— PROBLEM TO WORK ON —
Every entry must be echoed exactly.

— EXTRACTED RECORDS —
=-=-=

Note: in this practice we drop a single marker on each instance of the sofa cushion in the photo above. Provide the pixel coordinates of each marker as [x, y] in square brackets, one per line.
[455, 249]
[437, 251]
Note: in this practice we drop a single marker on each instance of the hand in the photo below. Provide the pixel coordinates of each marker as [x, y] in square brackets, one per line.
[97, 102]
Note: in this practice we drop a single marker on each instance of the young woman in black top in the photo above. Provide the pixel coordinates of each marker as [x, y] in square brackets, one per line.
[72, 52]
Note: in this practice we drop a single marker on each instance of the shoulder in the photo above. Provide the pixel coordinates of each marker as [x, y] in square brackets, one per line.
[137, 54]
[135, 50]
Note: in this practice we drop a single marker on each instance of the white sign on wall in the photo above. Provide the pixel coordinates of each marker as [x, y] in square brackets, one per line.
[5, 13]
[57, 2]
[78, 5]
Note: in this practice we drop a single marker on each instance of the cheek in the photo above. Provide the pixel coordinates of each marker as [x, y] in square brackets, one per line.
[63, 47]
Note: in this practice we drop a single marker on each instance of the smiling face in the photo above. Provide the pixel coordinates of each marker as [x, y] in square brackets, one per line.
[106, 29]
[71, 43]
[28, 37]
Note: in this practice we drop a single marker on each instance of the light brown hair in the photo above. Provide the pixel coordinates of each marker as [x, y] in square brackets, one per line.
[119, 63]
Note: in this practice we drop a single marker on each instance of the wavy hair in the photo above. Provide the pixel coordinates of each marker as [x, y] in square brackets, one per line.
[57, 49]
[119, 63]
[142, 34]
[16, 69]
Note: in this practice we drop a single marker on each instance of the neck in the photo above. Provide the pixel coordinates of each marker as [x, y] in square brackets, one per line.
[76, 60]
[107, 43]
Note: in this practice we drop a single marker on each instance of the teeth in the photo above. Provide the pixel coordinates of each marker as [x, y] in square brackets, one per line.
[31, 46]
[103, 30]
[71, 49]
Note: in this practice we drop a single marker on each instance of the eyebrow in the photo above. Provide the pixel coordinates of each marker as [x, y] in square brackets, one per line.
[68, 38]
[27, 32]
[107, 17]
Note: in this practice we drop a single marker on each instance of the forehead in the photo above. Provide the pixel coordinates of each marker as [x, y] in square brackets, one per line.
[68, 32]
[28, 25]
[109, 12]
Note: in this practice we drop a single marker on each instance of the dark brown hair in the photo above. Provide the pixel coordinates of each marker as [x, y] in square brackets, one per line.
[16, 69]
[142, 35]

=-=-=

— COMPLETE ANSWER —
Note: in this practice we drop a single marker on each instance of the sofa cushion in the photo above. Provide the pixel coordinates of each marker as [x, y] in square brackets, one per line.
[455, 249]
[437, 251]
Note: in this practice we drop a single marker on each instance of the hand in the photo below. Provide the pixel coordinates of each marker as [x, y] in square brackets, one per line.
[97, 102]
Note: in this practice we drop a single marker on each instance of the young woman in black top in the photo above. Provide the pixel coordinates of each marker as [x, y] in square brackets, one per line.
[72, 52]
Note: in this practice we drop a single marker on each instance of the shoulder in the photo above. Provide the pixel coordinates of each marker as [x, y] in square brackets, one per line.
[137, 54]
[135, 50]
Note: in this practice we drop a single marker on each instance of the white sign on wall in the photo above. Provide the pixel coordinates of each marker as [x, y] in square brackets, one per line.
[5, 13]
[57, 2]
[78, 5]
Note: in this practice we drop a single marker on each instance of the cheek in the photo above. Provide the pixel coordinates of each marker as [x, y] in square brackets, one per line.
[63, 47]
Note: in this practice we drop a single marker on each instance of the smiling face in the photo above. Provide the pixel coordinates of each marker as [x, y] in square brackets, one per line.
[106, 29]
[71, 43]
[28, 37]
Note: in this practice we drop a single marker on each instance of the light brown hair in the photo above. Provide the pixel coordinates of each marker as [x, y] in square brackets, one per line.
[119, 63]
Note: in this practice we drop a single marker on each instance of the wavy hair in the photo above. Provide the pixel coordinates of each marker as [x, y] in square brackets, one per line.
[57, 49]
[119, 63]
[142, 34]
[16, 69]
Note: in this practice we drop a single marker on each instance of the neck in the photo above. Provide the pixel coordinates of each marker as [x, y] in square brackets, one per line.
[76, 60]
[107, 43]
Note: in this practice we drop a single marker on each instance of the teeth in the photo above. Provide the pixel coordinates of each marker as [x, y] in square brackets, one per line.
[31, 46]
[103, 30]
[71, 49]
Note: in this practice we drop a single marker on each instance of the eyebrow in the photo above. Provide the pixel coordinates of each marker as [x, y] in square brackets, one per line.
[68, 38]
[27, 32]
[107, 17]
Note: in this practice we drop a single marker on each instance of the forehead in the photo above. Provide the pixel coordinates of each marker as [x, y] in square brackets, one per line.
[68, 32]
[28, 25]
[109, 12]
Note: in this practice we drop a single marker on each instance of the dark brown hair in the photo above. Provide the pixel coordinates of each marker as [x, y] in square brackets, one per line.
[16, 69]
[142, 35]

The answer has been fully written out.